# Mite Screen for Tbh's



## Beethinking (Jun 2, 2008)

You want 1/8" hardware cloth. Big box stores generally don't carry it. I find it locally at a small hardware store here in Portland, Oregon. 

Best,
Matt


----------



## Birdman Jack (Nov 23, 2010)

Thanks for the reply. Trouble around here is that Lowes, Home depot and Wally World drove all the small ones out and then do not carry what we need.


----------



## tinadaisy (Oct 17, 2010)

I just bought some at Ace Hardware. I called two different Aces, one had it and the other didn't so I guess they are independently operated. Also the one that had it, had it in the back not out on the floor so be sure and ask. Good luck!


----------



## mmiller (Jun 17, 2010)

I get mine at the Cenex feed store. They are both a feed/hardware store and carry it in small rolls or it can be purchased by the foot from a big roll.
I also couldn't find it at the big box stores

Mike


----------



## jrbbees (Apr 4, 2010)

1/8 is also carried at Lowes and Home Depot.
But they carry it in the roofing sections and only sell a narrow roll about 8" wide. They sell it for scoffit vent screen or 'the screen to keep bugs out of the overhang vents along the lower edge of the roof.

It can be used but you may have to make inside supports for the screen so you can staple it at the lap overs because of the narrow screens.


----------



## stan.vick (Dec 19, 2010)

ace hardware online one hundred dollors for 50ft by 24 inches. will ship to an ace store for free. Ask for #8 hardware cloth.


----------



## Birdman Jack (Nov 23, 2010)

Thanks for the info. I am going to check this week and will let everyone know how I make out. Thanks everyone.


----------



## 11x (May 14, 2009)

if you are planing on instaling packages in this hive make sure you block the screen bottom for a while after you put the packages in. the light coming in the bottom of the hive leads to a higher percentage of abscounding. just keep it nice and dark in there for the first 3 weeks or so


----------



## Aram (May 9, 2006)

Data supplied:
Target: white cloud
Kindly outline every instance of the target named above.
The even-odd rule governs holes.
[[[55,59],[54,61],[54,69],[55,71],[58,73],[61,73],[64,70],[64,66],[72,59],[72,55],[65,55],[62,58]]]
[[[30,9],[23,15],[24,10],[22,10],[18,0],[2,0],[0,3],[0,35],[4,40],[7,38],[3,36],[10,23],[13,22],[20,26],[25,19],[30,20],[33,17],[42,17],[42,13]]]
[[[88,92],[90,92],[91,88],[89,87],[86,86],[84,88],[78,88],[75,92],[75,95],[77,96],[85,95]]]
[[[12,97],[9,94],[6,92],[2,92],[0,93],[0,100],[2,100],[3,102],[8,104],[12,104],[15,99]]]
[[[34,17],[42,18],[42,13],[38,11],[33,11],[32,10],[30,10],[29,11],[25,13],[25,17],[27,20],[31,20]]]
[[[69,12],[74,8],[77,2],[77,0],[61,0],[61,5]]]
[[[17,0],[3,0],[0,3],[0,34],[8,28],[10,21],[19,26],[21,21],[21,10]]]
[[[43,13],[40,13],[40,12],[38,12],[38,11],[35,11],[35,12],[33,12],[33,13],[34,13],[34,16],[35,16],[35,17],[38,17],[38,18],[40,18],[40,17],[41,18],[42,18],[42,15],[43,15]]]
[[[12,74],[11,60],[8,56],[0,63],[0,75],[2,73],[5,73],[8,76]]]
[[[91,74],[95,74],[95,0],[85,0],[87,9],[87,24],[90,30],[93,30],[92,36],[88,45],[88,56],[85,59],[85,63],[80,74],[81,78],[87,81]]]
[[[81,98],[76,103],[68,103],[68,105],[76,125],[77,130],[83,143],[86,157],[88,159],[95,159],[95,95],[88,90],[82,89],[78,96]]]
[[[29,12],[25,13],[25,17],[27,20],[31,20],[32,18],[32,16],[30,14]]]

What to do:
**A)** Summarize the mite screen forum thread in two sentences.
**B)** Extend the mite screen forum thread with the post that follows the last header.

Answers for the exercise:
**A)** Posters discuss where to buy 1/8" hardware cloth, which big box stores generally don't carry, and name sources such as a small hardware store, some Ace Hardware stores (one kept it in the back), a Cenex feed store, and Ace's online store, which ships to an Ace store for free. Lowes and Home Depot sell it only in narrow rolls about 8" wide in their roofing sections, and one poster advises blocking the screen bottom for about three weeks after installing packages, because light coming in raises the rate of absconding.

**B)**
Do you plan to have a bottom board under the screen? You do know the screen is not necessary and often a problem. I know some people feel more at peace to have them in place but make sure you have a solid bottom that you can easily attach when over-ventilation problems arise. Our summers are too hot and winters too cold to have just a screen on the bottom. Even when the weather is mild I imagine hive scent is better preserved in an enclosed box.


----------



## Birdman Jack (Nov 23, 2010)

Aram said:


> Do you plan to have a bottom board under the screen? You do know the screen is not necessary and often a problem. I know some people feel more at peace to have them in place but make sure you have a solid bottom that you can easily attach when over-ventilation problems arise. Our summers are too hot and winters too cold to have just a screen on the bottom. Even when the weather is mild I imagine hive scent is better preserved in an enclosed box.


I was still up in the air about this but was going to put a hinged bottom board on so I could crack it open in the summer and close it in the winter. I had heard you did not need one but I know how cold it can get here and could not believe they could survive that kind of abuse. 
Where are you in NY?


----------



## Aram (May 9, 2006)

Hinged bottom sounds like a good idea. 
Just as bad as the winter cold is the summers' heat. The wax gets soft with too much ventilation in the summer and, without frames and wired foundation, it can turn into a sticky situation.
I'm in the Mid-Hudson Valley, near Kingston NY.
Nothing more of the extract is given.